## [SOURCE TEXT]
================

His long history of violence, coupled with his antisocial tendencies and anti-systematic modus operandi, have been used as a failed example of Chile's National Service of Minors (Servicio Nacional de Menores, SENAME), which is in charge of detainees under 18 years of age, the Chilean Gendarmerie, which is in charge of Chile's prison system as a whole, and the Chilean economic system as a whole as someone who was "left behind".

== Biography ==
Roberto Martínez Vásquez was born in Central Santiago as the son of José Martínez Yaeger, a watch merchant, and Matilde Martínez Martínez, being the third of four children. When his younger brother, Alberto, was born, José Martínez left home, effectively becoming absent in the life of his son Roberto. His mother suffered from schizophrenia and typically physically abused her children.

For his first years of life, he grew up with his mother, his sister and two brothers, and three maternal uncles, all homosexual men active as transvestite prostitutes. At the age of 2, he was the victim of sexual abuse by one of these uncles, and at 4, he was arrested for his first time for the crime of vagrancy. The following year, he was removed from his biological family and was raised by a family from Valdivia, also abusive, until he was 10 years old. Already suffering from antisocial tendencies and normalized to violence by his family upbringing, at the age of 15 he committed his first home robbery, also raping the home's resident, a German teacher. At 17 years old, he escaped from the San Miguel Diagnostic Orientation Center (Centro de Orientación Diagnóstica, COD), after which he was captured and transferred to the section for minors in the Puente Alto prison. He was arrested 10 times before he was 18 years old.

================

## [EXTRACTED INFORMATION]
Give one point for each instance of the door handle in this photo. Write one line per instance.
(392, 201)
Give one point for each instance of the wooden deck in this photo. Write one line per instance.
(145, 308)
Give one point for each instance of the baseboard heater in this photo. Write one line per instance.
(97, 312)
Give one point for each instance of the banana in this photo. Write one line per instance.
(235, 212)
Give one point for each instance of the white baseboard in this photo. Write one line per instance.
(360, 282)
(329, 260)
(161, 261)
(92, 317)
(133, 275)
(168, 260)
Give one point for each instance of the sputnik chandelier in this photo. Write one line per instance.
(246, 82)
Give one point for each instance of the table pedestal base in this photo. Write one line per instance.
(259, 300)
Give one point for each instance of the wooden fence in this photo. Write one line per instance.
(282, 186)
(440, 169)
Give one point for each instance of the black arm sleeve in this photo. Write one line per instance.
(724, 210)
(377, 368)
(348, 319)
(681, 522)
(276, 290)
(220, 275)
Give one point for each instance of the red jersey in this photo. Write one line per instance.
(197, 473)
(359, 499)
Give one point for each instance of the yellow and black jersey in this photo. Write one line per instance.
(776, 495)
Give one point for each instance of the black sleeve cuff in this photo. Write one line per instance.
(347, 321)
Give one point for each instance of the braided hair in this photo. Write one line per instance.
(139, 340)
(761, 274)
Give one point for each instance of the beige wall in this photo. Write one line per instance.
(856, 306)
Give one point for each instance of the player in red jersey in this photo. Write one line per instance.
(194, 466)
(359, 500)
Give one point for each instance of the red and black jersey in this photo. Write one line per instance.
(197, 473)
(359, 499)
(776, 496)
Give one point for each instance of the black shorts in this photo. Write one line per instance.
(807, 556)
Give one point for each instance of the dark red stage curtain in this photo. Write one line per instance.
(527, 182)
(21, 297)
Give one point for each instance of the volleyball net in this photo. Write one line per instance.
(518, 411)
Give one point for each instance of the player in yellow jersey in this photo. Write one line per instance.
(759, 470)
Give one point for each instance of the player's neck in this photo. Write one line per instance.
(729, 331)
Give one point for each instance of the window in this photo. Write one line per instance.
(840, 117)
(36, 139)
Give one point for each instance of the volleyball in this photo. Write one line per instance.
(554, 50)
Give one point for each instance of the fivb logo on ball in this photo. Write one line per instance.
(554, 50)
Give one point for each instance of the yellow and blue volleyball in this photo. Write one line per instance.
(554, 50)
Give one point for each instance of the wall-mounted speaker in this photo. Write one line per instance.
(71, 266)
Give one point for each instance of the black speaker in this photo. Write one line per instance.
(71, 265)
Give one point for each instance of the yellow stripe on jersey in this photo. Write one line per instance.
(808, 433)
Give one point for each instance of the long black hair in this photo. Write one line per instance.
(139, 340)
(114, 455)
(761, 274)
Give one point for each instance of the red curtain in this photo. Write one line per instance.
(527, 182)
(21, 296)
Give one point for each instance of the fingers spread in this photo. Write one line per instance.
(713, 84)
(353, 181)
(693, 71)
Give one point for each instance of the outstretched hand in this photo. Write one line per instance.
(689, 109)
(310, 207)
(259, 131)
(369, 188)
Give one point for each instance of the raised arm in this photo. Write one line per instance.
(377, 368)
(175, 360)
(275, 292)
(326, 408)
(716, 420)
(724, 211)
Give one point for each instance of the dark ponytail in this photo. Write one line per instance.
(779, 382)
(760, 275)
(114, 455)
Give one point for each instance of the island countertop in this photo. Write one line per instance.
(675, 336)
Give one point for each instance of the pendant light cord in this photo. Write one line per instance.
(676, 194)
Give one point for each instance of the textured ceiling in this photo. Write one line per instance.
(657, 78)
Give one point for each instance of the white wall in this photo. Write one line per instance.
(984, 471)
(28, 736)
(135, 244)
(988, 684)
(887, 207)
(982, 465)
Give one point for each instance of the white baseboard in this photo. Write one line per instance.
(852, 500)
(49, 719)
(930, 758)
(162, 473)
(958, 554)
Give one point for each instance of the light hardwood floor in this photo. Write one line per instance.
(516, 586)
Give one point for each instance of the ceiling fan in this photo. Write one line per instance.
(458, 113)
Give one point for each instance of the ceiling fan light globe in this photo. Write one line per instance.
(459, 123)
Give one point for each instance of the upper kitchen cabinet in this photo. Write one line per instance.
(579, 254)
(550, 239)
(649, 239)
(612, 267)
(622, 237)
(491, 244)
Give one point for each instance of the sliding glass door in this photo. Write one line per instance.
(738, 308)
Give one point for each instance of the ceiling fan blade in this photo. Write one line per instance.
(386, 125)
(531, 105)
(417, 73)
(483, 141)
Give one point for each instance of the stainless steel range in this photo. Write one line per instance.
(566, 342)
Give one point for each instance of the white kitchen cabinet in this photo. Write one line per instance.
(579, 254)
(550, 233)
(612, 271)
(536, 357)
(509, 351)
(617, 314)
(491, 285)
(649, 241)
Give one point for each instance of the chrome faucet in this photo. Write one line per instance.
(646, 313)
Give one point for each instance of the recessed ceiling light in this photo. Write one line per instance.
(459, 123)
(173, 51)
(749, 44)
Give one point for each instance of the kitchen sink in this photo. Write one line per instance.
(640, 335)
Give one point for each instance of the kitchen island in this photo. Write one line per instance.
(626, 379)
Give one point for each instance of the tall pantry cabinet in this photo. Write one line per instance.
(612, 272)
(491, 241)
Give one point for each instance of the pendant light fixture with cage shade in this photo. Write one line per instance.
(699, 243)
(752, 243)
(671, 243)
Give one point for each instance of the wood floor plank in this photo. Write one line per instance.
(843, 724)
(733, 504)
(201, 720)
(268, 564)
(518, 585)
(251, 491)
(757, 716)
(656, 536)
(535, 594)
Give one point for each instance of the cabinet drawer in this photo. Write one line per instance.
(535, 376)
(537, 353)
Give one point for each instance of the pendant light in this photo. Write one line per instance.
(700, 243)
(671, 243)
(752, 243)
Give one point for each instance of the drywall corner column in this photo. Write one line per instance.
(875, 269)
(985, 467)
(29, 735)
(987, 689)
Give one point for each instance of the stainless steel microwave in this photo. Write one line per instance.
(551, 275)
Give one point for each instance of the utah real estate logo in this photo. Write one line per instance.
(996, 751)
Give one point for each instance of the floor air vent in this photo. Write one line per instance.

================

## [ACTIVITY 1]
Could you set down, word for word, the part of the Roberto Martínez Vásquez text between "His long history" and "abused her children.", inclusive?
## [ACTIVITY 2]
Can you carry the biography of Roberto Martínez Vásquez further, picking up right after its last sentence?

## [ANSWER AREA 1]
His long history of violence, coupled with his antisocial tendencies and anti-systematic modus operandi, have been used as a failed example of Chile's National Service of Minors (Servicio Nacional de Menores, SENAME), which is in charge of detainees under 18 years of age, the Chilean Gendarmerie, which is in charge of Chile's prison system as a whole, and the Chilean economic system as a whole as someone who was "left behind".

== Biography ==
Roberto Martínez Vásquez was born in Central Santiago as the son of José Martínez Yaeger, a watch merchant, and Matilde Martínez Martínez, being the third of four children. When his younger brother, Alberto, was born, José Martínez left home, effectively becoming absent in the life of his son Roberto. His mother suffered from schizophrenia and typically physically abused her children.

## [ANSWER AREA 2]
Upon becoming of legal age, he showed a change in attitude, entering a rehabilitation program in which he won prizes for drawing and writing poetry and music. His hope of reintegrating into Chilean society ended soon, when he was arrested for a violent home robbery committed in March 1994, when he was 17, in Lo Curro. He was held at the Colina I Penitentiary Compliance Center (Centro de Cumplimiento Penitenciario, CCP). According to gendarme Luis Arias, Martínez was respected by the other prisoners and even considered something of a leader in his time as a recluse. He read mechanic books, planning to become a car thief. Later, he was transferred to CCP Colina II due to his high danger as an inmate. He regained his freedom for the last time at age 25.

Less than a month after regaining his freedom, he broke into an apartment in the Jardines de Vitacura building. After tying up his victims, the home's residents, he felt frustrated by his lack of collaboration, for which he raped the woman of the house in front of her husband (already forming his modus operandi) and went to sleep. The next day, he left the place via subway, taking a 9-month break before committing his next robbery. This pattern was repeated several times, amounting to a total year of 4 robberies, in which he raped 5 women. At this time he lived in the southern sector of Santiago, moving to the better-income sectors to attack homeowners.

On May 8, 2002, the remains of Maciel Zúñiga Pacheco, the then-partner of Roberto Martínez, were found in the Uno Sur passageway in the José María Caro population in Lo Espejo. According to Martínez, he killed her after she decided to abort their unborn child. He convinced her to let him tie up her hands as a sexual practice and proceeded to stab her in the throat. After a couple of hours, he dismembered and burned her corpse. After committing two other robberies, on 12 June, he was arrested for the murder of Zúñiga by the Investigations Police (Policía de Investigaciones, PDI) of Chile, who, after a couple of weeks of investigations, realized that he was the most wanted serial rapist in the nation.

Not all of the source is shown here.